─── Provided data ───

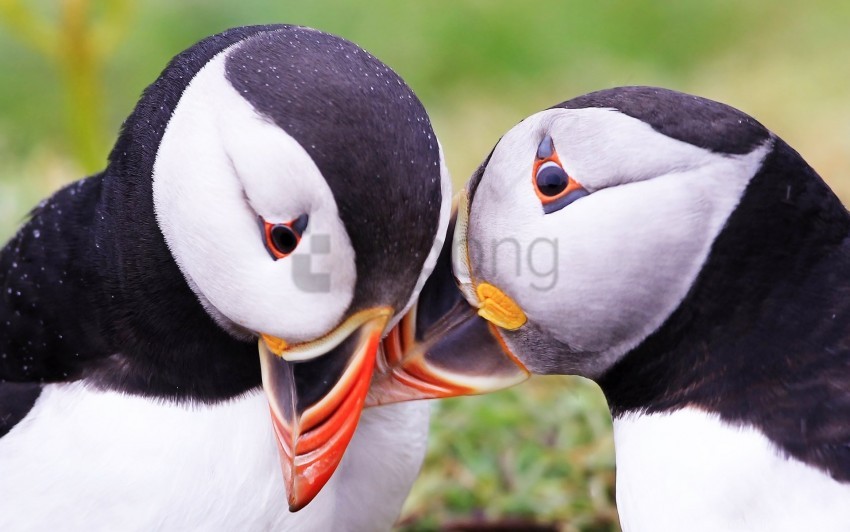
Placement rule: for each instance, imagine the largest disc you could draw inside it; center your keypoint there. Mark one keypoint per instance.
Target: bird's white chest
(90, 460)
(688, 470)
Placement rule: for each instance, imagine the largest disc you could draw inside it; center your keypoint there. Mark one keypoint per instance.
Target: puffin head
(590, 221)
(302, 193)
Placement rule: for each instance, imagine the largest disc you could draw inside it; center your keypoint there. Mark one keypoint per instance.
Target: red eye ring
(281, 239)
(553, 185)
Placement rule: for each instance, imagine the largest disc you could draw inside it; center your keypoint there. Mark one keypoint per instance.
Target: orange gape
(324, 430)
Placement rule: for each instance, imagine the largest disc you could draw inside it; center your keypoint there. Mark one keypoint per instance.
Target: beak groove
(314, 415)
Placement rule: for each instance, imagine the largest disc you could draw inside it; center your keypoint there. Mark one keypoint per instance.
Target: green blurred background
(542, 452)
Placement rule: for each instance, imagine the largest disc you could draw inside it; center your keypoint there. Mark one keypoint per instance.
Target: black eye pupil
(551, 180)
(284, 239)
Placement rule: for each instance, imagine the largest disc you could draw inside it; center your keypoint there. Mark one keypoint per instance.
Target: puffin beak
(316, 392)
(449, 344)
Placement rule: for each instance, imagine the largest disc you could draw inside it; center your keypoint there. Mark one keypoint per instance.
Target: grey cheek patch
(566, 200)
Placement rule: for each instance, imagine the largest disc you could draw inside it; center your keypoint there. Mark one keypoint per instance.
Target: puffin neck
(738, 337)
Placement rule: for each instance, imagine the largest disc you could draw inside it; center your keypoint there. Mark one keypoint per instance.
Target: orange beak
(445, 347)
(316, 402)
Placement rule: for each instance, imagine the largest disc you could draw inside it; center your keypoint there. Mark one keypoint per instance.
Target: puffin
(188, 338)
(689, 261)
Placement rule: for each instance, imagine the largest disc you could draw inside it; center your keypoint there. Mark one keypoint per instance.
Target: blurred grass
(543, 450)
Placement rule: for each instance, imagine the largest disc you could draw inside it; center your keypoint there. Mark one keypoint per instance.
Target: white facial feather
(605, 271)
(219, 166)
(721, 477)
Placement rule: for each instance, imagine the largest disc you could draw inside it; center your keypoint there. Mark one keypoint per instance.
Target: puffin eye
(554, 187)
(551, 179)
(281, 239)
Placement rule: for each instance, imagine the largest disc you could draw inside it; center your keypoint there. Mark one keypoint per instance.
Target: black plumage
(763, 336)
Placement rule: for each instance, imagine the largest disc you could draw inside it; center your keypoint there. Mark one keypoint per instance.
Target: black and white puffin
(275, 183)
(677, 252)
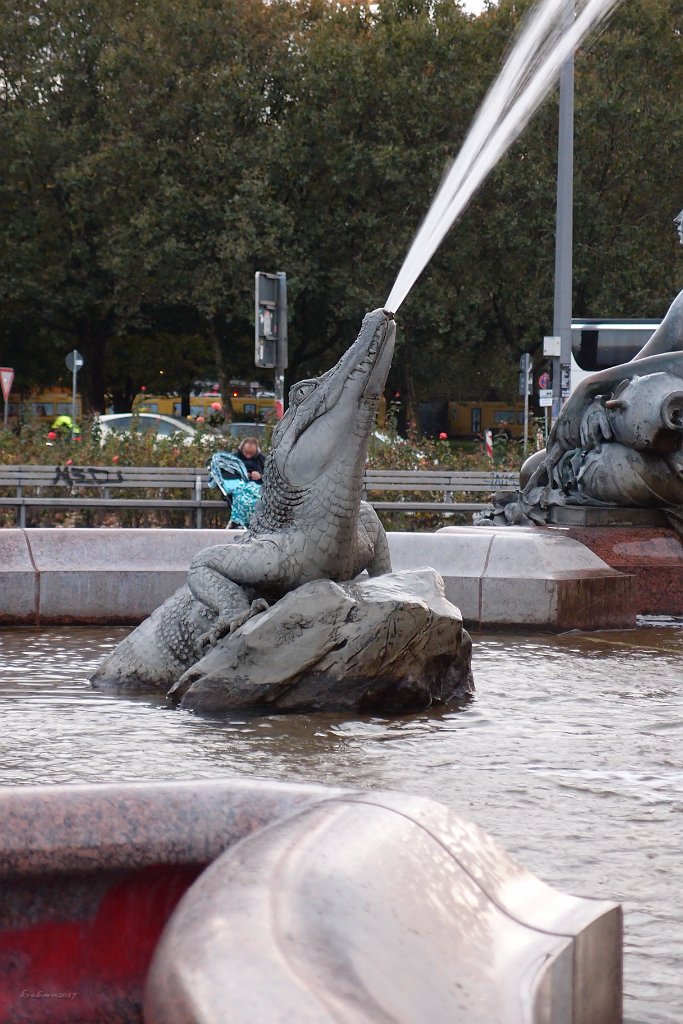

───

What this task involves
Reproduce the data verbatim. Do not carry any picture into the copy.

Answer space
Placement rule: for each instance, imagine the largest disc you could draw inside it; center your keypoint there. Mark one keypoint per instance.
Target: bird's white chest
(90, 460)
(688, 470)
Placement rule: for each instance, imagine the largest disc you could draw inside it; center your keypoint there. Mark one keypoint per instance.
Target: puffin head
(590, 221)
(302, 193)
Placement rule: for each instance, imagine the largest disc you could draw inside it; center your keypoint there. Mark one keypoint per instance.
Target: red eye ring
(281, 239)
(553, 185)
Placement rule: for each instance, imagine the largest disc you could draw inside it; center your keypoint there. Mark one keypoint per instance.
Target: orange gape
(324, 430)
Placement rule: for each instance, imagine the largest disc you could draw inside it; center your keypoint there. Mark one keypoint per instance.
Target: beak groove
(314, 415)
Placement rule: for each instance, imagine the largest disc you could draw inside it; center your keypoint there. Mark one keypoint per instance.
Target: green blurred background
(542, 452)
Placement rule: for each instance, imagine the largest disc you could draw inside it; center your keypoint there. Mark one keypoint per instance.
Target: black eye pupil
(551, 180)
(284, 239)
Placement rule: for each instance, imagine the largest disc you could draw inside it; center your keypoint there. Mark one keypoint per instance.
Target: puffin beak
(316, 392)
(449, 344)
Placement rule: for each instance, imagine the largest disc you could draw inside it; center your keypoint there. Mark one keypoint per instance.
Target: grey cheek patch
(566, 200)
Placement rule: for each instance, imagine the largest disc you could draw inside it; center your keypoint there. Mark one keypoint per instance.
Target: puffin neck
(738, 337)
Placement rule: for each instance, imagine the largest disc you could draw inside it; center your keypoint there. Mark one keypoint per instance.
Target: orange beak
(445, 347)
(316, 402)
Placement rule: for each instance, imagine the largest disc you could draw inside it; center your keypoint there. Mark one keypoint per instance.
Target: puffin
(188, 338)
(689, 261)
Placement rule: for each instance, imagine the largest disc you could draw inside it; center your keypoint there. Mark one keypoint per instance.
Target: blurred grass
(543, 450)
Placement rule: for each instance, imagine the largest disc you could draw inside it; center your keypoint there. Mark one keypoint per instance.
Target: white facial feather
(605, 271)
(219, 166)
(721, 477)
Placement rule: for each instance, imagine the largest disc you could draw inside it; center your keypoint there. Mark one keypoint per instance.
Target: puffin eye
(554, 187)
(551, 179)
(281, 239)
Placement rule: for each instance, imagine the largest disc you could draw inside it; center your keypoint there. Mark one keypoint per instance.
Target: black plumage
(763, 336)
Placement rule: for each instance, imagine the largest disc you could draw inside it; center your keypoint there. Mark one keypoint per instance.
Target: black and white puffin
(275, 183)
(677, 252)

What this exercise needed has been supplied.